* START Supplied entries *

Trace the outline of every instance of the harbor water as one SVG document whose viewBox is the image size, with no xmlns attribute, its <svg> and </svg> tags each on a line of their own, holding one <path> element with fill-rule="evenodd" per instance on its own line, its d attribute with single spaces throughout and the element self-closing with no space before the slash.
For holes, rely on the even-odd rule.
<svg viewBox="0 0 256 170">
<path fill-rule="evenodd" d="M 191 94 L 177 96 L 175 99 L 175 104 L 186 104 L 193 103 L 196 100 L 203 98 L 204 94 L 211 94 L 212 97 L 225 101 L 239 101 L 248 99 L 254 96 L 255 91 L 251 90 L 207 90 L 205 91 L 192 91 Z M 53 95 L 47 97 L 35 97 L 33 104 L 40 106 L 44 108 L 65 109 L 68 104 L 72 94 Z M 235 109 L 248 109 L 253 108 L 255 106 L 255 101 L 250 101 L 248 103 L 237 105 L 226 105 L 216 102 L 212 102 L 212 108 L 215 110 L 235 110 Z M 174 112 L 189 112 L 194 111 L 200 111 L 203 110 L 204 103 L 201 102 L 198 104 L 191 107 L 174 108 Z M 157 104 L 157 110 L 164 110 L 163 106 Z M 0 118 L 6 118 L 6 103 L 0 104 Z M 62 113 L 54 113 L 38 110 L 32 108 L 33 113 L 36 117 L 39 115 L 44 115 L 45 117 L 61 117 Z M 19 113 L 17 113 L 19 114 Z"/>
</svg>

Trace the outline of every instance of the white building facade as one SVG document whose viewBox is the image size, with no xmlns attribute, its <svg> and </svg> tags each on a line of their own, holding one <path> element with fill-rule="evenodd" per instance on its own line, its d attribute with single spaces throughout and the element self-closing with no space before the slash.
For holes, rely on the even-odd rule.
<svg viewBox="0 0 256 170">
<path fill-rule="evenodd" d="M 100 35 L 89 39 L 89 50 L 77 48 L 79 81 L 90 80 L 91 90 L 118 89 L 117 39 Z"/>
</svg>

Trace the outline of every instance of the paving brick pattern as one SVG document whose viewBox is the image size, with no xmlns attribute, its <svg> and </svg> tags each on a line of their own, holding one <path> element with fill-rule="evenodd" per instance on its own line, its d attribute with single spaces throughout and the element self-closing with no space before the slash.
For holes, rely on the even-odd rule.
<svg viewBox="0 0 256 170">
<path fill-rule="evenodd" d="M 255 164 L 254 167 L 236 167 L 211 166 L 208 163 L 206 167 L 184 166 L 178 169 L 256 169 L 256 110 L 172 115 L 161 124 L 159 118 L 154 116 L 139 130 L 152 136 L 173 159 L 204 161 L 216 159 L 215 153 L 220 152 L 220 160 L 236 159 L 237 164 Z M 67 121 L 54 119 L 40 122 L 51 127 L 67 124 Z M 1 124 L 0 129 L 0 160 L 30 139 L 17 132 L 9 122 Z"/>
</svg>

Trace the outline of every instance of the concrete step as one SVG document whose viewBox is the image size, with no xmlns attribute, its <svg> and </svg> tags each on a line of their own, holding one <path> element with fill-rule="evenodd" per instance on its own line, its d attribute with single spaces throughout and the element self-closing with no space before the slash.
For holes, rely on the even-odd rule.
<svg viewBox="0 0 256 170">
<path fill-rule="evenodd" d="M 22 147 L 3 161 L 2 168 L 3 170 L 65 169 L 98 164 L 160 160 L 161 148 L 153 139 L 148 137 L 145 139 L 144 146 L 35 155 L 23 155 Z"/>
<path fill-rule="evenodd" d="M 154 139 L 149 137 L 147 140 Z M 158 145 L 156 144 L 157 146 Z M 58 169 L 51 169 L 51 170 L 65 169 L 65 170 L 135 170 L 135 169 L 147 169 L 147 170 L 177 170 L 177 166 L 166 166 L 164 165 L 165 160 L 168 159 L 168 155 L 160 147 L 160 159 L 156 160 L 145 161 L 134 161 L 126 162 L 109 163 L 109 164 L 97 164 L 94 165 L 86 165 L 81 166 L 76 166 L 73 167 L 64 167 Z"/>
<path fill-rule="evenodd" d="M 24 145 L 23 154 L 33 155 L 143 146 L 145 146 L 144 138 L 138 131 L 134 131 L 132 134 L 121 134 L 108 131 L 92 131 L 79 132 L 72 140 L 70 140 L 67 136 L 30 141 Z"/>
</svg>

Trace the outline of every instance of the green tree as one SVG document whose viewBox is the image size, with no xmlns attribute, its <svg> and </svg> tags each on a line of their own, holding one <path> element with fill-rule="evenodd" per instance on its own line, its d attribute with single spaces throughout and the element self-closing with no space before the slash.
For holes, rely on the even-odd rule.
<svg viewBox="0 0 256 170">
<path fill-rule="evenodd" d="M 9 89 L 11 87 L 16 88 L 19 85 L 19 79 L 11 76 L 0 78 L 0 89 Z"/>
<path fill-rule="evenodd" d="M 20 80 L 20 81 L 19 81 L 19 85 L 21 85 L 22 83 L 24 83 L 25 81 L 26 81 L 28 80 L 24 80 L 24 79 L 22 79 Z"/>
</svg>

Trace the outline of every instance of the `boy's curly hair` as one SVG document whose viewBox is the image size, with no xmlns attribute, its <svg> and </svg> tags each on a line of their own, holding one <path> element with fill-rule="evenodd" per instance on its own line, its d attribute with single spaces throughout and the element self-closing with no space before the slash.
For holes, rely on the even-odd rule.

* END Supplied entries *

(What to work on) Update all of the lines above so that every "Trace" becomes "Draw", and leave everything else unchanged.

(Correct result)
Draw the outline of every instance of the harbor water as one SVG document whose viewBox is the image size, with no xmlns attribute, its <svg> and </svg> tags each on a line of their own, holding one <path> element with fill-rule="evenodd" per instance on its own line, its d attribute with single spaces throughout and the element self-closing with no space before the slash.
For holes, rely on the even-odd rule.
<svg viewBox="0 0 256 170">
<path fill-rule="evenodd" d="M 191 94 L 177 96 L 175 99 L 175 104 L 186 104 L 193 103 L 196 100 L 203 98 L 204 94 L 211 94 L 212 97 L 225 101 L 239 101 L 248 99 L 254 96 L 255 91 L 251 90 L 207 90 L 205 91 L 192 91 Z M 53 95 L 47 97 L 35 97 L 33 104 L 40 106 L 44 108 L 65 109 L 68 104 L 72 94 Z M 235 109 L 248 109 L 253 108 L 255 106 L 255 101 L 250 101 L 248 103 L 237 105 L 226 105 L 216 102 L 212 102 L 212 108 L 215 110 L 235 110 Z M 174 112 L 189 112 L 194 111 L 200 111 L 203 110 L 204 103 L 201 102 L 198 104 L 191 107 L 174 108 Z M 157 104 L 157 110 L 164 110 L 163 106 Z M 0 118 L 6 118 L 6 103 L 0 104 Z M 62 113 L 54 113 L 38 110 L 32 108 L 33 113 L 36 117 L 39 115 L 44 115 L 45 117 L 61 117 Z M 19 113 L 17 113 L 19 114 Z"/>
</svg>

Draw the outline of every instance of the white building facade as one SVG document whose viewBox is the image size, with no xmlns attribute, its <svg> and </svg> tags each on a line of their own, holding one <path> element with fill-rule="evenodd" per instance on its own line, its d attribute with single spaces throughout and the element self-closing with no space before the slash.
For holes, rely on the even-odd rule.
<svg viewBox="0 0 256 170">
<path fill-rule="evenodd" d="M 100 35 L 89 39 L 89 50 L 77 48 L 79 81 L 90 80 L 91 90 L 118 89 L 117 39 Z"/>
</svg>

Draw the outline of every instance of the paving brick pattern as one SVG document whose viewBox is the image size, with no xmlns attribute, its <svg> and </svg> tags each on a line of their own, holding one <path> element with fill-rule="evenodd" per instance on its own line, its d attribute with single spaces throughout and the element self-closing with no space before the slash.
For holes, rely on the even-odd rule.
<svg viewBox="0 0 256 170">
<path fill-rule="evenodd" d="M 255 164 L 254 167 L 236 167 L 211 166 L 208 163 L 206 167 L 184 166 L 178 169 L 256 169 L 256 110 L 172 115 L 161 124 L 159 118 L 154 116 L 139 130 L 152 136 L 173 159 L 204 161 L 216 159 L 215 153 L 220 152 L 220 160 L 236 159 L 237 164 Z M 67 121 L 54 119 L 40 122 L 51 127 L 67 124 Z M 1 124 L 0 129 L 0 160 L 30 139 L 17 132 L 9 122 Z"/>
</svg>

Draw the outline of every instance of the concrete step as one SVG document whose viewBox is the image size, with no xmlns attribute, its <svg> and </svg> tags each on a line of their own, holding one <path> element with fill-rule="evenodd" per instance on its own line, its d attribute with single spaces throughout and the element self-closing with no space before the slash.
For holes, rely on the even-odd rule.
<svg viewBox="0 0 256 170">
<path fill-rule="evenodd" d="M 22 147 L 3 161 L 2 168 L 3 170 L 65 169 L 98 164 L 160 160 L 161 148 L 153 139 L 148 137 L 145 139 L 144 146 L 35 155 L 23 155 Z"/>
<path fill-rule="evenodd" d="M 154 139 L 149 137 L 147 140 Z M 158 145 L 156 144 L 157 146 Z M 58 169 L 51 169 L 51 170 L 65 169 L 65 170 L 135 170 L 135 169 L 147 169 L 147 170 L 177 170 L 177 166 L 166 166 L 164 165 L 165 160 L 168 159 L 168 155 L 160 147 L 160 159 L 156 160 L 145 161 L 134 161 L 126 162 L 109 163 L 109 164 L 97 164 L 94 165 L 86 165 L 81 166 L 76 166 L 73 167 L 64 167 Z"/>
<path fill-rule="evenodd" d="M 24 145 L 23 154 L 33 155 L 143 146 L 145 146 L 144 138 L 138 131 L 134 131 L 132 134 L 121 134 L 108 131 L 92 131 L 79 132 L 72 140 L 70 140 L 67 136 L 30 141 Z"/>
</svg>

Draw the outline of every instance of the green tree as one SVG document whose viewBox is the image size, with no xmlns attribute, its <svg> and </svg> tags each on a line of their own, holding one <path> element with fill-rule="evenodd" per instance on its own line, its d attribute with single spaces throughout and the element self-closing with no space before the slash.
For holes, rely on the even-odd rule.
<svg viewBox="0 0 256 170">
<path fill-rule="evenodd" d="M 9 89 L 11 87 L 16 88 L 19 85 L 19 79 L 11 76 L 0 78 L 0 89 Z"/>
<path fill-rule="evenodd" d="M 20 80 L 20 81 L 19 81 L 19 85 L 21 85 L 22 83 L 24 83 L 25 81 L 26 81 L 28 80 L 24 80 L 24 79 L 22 79 Z"/>
</svg>

Draw the outline of every instance of the `boy's curly hair` as one SVG document whose viewBox is the image size, with no xmlns attribute, its <svg> and </svg> tags each on a line of their own, holding one <path> element with fill-rule="evenodd" per instance on its own line, its d attribute with single spaces throughout and the element self-closing with no space before the slash.
For holes, rely on the even-odd rule.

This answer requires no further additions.